DIRECTION
Render every line of the records below as a Markdown table with the columns Row and Line, numbering the rows and skipping blank lines. Leave the pictures out of the table.
━━━━━ ENTRIES
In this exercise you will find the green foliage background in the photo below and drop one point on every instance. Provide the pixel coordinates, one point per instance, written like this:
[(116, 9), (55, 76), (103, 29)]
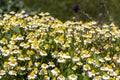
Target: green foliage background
[(63, 9)]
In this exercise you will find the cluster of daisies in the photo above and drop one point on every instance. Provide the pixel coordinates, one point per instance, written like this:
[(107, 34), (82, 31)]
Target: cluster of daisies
[(41, 47)]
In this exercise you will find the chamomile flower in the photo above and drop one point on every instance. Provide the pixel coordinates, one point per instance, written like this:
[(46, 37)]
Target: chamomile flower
[(2, 72), (91, 73), (106, 77), (86, 67), (72, 77), (43, 53), (44, 66), (75, 59), (46, 77), (97, 78), (32, 75), (66, 55), (21, 57), (12, 72), (60, 77), (51, 64), (55, 71), (61, 60)]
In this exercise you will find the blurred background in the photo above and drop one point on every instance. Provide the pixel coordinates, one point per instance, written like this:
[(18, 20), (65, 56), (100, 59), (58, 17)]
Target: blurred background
[(103, 11)]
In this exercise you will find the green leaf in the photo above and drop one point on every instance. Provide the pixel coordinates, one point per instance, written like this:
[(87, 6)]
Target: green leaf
[(16, 29)]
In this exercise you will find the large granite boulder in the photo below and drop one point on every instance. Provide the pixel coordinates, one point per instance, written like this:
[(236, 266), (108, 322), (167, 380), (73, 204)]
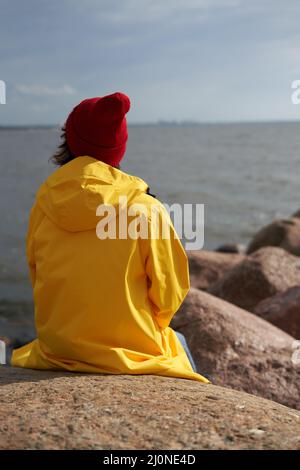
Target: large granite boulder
[(53, 410), (235, 348), (283, 310), (266, 272)]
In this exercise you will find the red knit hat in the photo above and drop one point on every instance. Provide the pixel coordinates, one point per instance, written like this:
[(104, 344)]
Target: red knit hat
[(97, 127)]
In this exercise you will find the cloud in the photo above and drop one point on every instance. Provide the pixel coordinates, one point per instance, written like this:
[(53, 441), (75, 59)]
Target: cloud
[(45, 90)]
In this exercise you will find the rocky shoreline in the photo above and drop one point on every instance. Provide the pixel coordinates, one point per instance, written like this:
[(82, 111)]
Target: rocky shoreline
[(241, 320)]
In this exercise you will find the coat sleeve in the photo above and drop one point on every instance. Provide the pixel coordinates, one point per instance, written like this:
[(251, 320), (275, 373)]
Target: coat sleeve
[(166, 268), (35, 219)]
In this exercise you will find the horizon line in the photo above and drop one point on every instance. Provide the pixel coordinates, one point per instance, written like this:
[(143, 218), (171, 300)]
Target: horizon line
[(164, 122)]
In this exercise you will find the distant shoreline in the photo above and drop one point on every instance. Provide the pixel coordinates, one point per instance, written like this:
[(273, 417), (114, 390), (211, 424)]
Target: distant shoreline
[(160, 123)]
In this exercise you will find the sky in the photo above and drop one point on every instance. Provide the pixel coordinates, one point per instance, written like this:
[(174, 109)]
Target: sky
[(199, 60)]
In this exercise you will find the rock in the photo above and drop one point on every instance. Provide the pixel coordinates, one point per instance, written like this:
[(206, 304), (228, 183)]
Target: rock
[(231, 248), (266, 272), (237, 349), (55, 410), (284, 233), (207, 267), (283, 310)]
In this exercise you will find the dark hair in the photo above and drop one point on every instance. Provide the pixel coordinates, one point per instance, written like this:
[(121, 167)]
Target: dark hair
[(63, 154)]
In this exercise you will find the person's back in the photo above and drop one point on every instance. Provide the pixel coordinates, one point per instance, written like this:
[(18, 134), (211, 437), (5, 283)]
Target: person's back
[(104, 296)]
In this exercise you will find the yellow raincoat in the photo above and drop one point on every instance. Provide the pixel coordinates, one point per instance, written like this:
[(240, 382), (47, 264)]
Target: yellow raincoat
[(102, 305)]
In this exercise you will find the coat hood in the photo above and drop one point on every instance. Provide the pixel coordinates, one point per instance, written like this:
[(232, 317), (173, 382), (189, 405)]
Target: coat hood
[(71, 195)]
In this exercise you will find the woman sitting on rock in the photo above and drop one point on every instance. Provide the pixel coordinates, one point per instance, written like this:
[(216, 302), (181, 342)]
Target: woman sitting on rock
[(103, 304)]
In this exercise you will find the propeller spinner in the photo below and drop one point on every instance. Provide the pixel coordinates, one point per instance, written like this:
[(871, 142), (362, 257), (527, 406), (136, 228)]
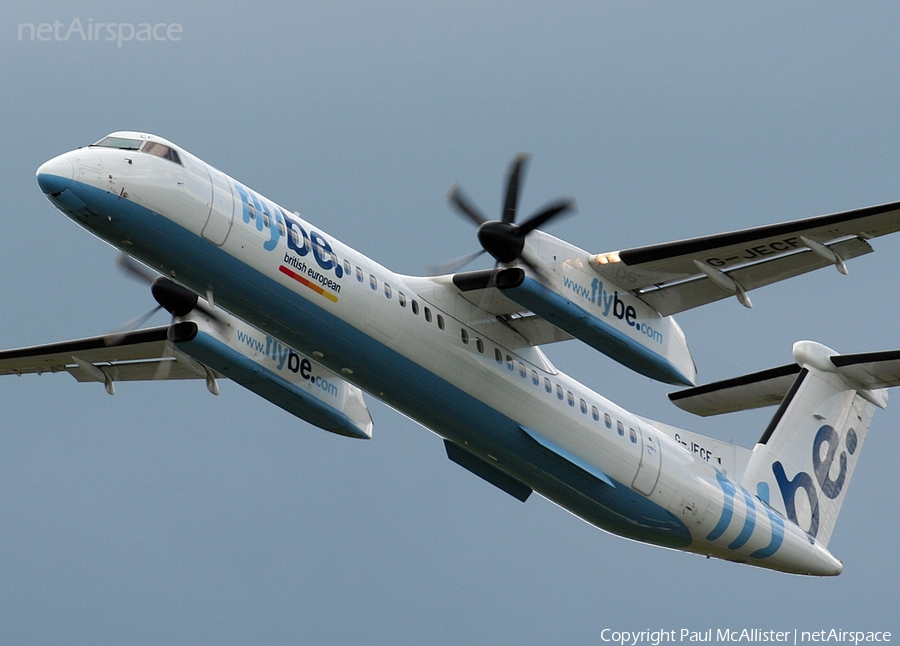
━━━━━━━━━━
ANSWER TO THIS PROBLEM
| Row | Line |
|---|---|
| 1 | In this exercise you will find the green foliage background in the photo below and drop one point on every instance. Provide the pixel coordinates, one point per instance, written like this: |
| 2 | [(116, 9), (55, 76), (103, 29)] |
| 3 | Target: green foliage background |
| 4 | [(63, 9)] |
| 5 | In this exercise you will find the cluster of daisies in the photo above and drop one point on every instance. Provide the pixel coordinates, one point per instance, written like this: |
| 6 | [(107, 34), (82, 31)] |
| 7 | Target: cluster of daisies |
| 8 | [(41, 47)] |
| 9 | In this exercise you will find the chamomile flower in the photo above and drop one point on every instance. Provide the pixel coordinates, one point per instance, written like this: |
| 10 | [(46, 37)] |
| 11 | Target: chamomile flower |
| 12 | [(2, 72), (91, 73), (106, 77), (86, 67), (72, 77), (43, 53), (44, 66), (75, 59), (46, 77), (97, 78), (32, 75), (66, 55), (21, 57), (12, 72), (60, 77), (51, 64), (55, 71), (61, 60)] |
| 13 | In this exercise you will find the blurred background in the photo above and drop one point on every instance. Provide the pixel coordinates, one point per instance, written like this: |
| 14 | [(18, 20), (65, 56), (100, 59), (58, 17)] |
| 15 | Target: blurred background |
| 16 | [(103, 11)] |
| 17 | In this exercise you will find the green leaf in the photo above and drop one point on every instance. Provide the pixel coordinates, one point per instance, written like this: |
| 18 | [(87, 6)] |
| 19 | Target: green leaf |
| 20 | [(16, 29)] |
| 21 | In this exercise you will find the large granite boulder in the photo below and drop one point on every instance. Provide the pixel coordinates, one point per instance, written like this: |
| 22 | [(236, 266), (108, 322), (167, 380), (73, 204)] |
| 23 | Target: large granite boulder |
| 24 | [(53, 410), (235, 348), (283, 310), (266, 272)] |
| 25 | In this exercise you will find the red knit hat in the photo above and drop one point on every instance. Provide the pixel coordinates, one point per instance, written like this: |
| 26 | [(104, 344)] |
| 27 | Target: red knit hat |
| 28 | [(97, 127)] |
| 29 | In this exercise you will find the cloud in the photo above and drop one point on every instance. Provide the pixel coordinates, one point per instance, written like this: |
| 30 | [(53, 441), (75, 59)] |
| 31 | Target: cloud |
| 32 | [(45, 90)] |
| 33 | In this exercise you will find the rocky shoreline in the photo above and drop one point on every instance. Provide the pixel coordinates, one point per instance, written like this: |
| 34 | [(82, 111)] |
| 35 | Target: rocky shoreline |
| 36 | [(241, 320)] |
| 37 | In this exercise you will find the coat sleeve in the photo above and drop one point on every instance. Provide the pixel coordinates, one point per instance, written like this: |
| 38 | [(251, 320), (275, 373)] |
| 39 | Target: coat sleeve |
| 40 | [(166, 268), (35, 219)] |
| 41 | In this exercise you will find the horizon line in the photo above and drop one point on every instance. Provide the pixel coordinates, one point per instance, written like this: |
| 42 | [(143, 218), (171, 300)] |
| 43 | Target: horizon line |
| 44 | [(164, 122)] |
| 45 | In this exercise you will find the distant shoreline in the photo above and drop one point on every instance. Provide the pixel coordinates, one point per instance, written like this: |
| 46 | [(273, 417), (114, 390), (211, 424)] |
| 47 | Target: distant shoreline |
| 48 | [(160, 123)] |
| 49 | In this exercise you will find the sky in the photo above and drop one point on every instance. Provide the pixel coordinates, one point per instance, written like this: |
| 50 | [(174, 109)] |
| 51 | Target: sky |
| 52 | [(199, 60)] |
| 53 | In this exercise you will find the rock in the photo above and drop one point on every instance. Provide the pixel coordinates, one point per instance, written like this: |
| 54 | [(206, 304), (228, 183)] |
| 55 | Target: rock |
| 56 | [(231, 248), (266, 272), (237, 349), (55, 410), (284, 233), (207, 267), (283, 310)] |
| 57 | In this exercise you will find the dark hair in the photo above and drop one point on every instance. Provide the pixel coordinates, one point per instance, written like this: |
| 58 | [(121, 167)] |
| 59 | Target: dark hair |
| 60 | [(63, 154)] |
| 61 | In this exercise you will find the person's back in the photo above and drop one point on every instance. Provide the pixel coordinates, one point per instance, written like this: |
| 62 | [(18, 134), (211, 437), (5, 283)] |
| 63 | Target: person's back |
| 64 | [(104, 296)] |
| 65 | In this exercise you will find the yellow raincoat in the photo above and drop one point on every instance. Provide the pixel coordinates, one point per instance, written like this: |
| 66 | [(240, 382), (47, 264)] |
| 67 | Target: yellow raincoat |
| 68 | [(102, 305)] |
| 69 | In this exercise you will find the coat hood in the photo above and drop one point on every instance. Provide the pixel coordinates, one point per instance, written like this: |
| 70 | [(232, 317), (173, 382), (189, 405)] |
| 71 | Target: coat hood |
| 72 | [(71, 195)] |
| 73 | In this exercise you will find the woman sitting on rock in the photo above and drop one point on every instance. Provide the pixel coordinates, one point per instance, written like this: |
| 74 | [(216, 302), (181, 342)] |
| 75 | Target: woman sitting on rock |
| 76 | [(103, 304)] |
| 77 | In this exercise you will find the propeller spinner in the photo below and drop one point on every instance. Provide the pixel coordinates, one point per instance, written like this: |
| 78 | [(871, 142), (362, 257), (527, 406), (136, 228)] |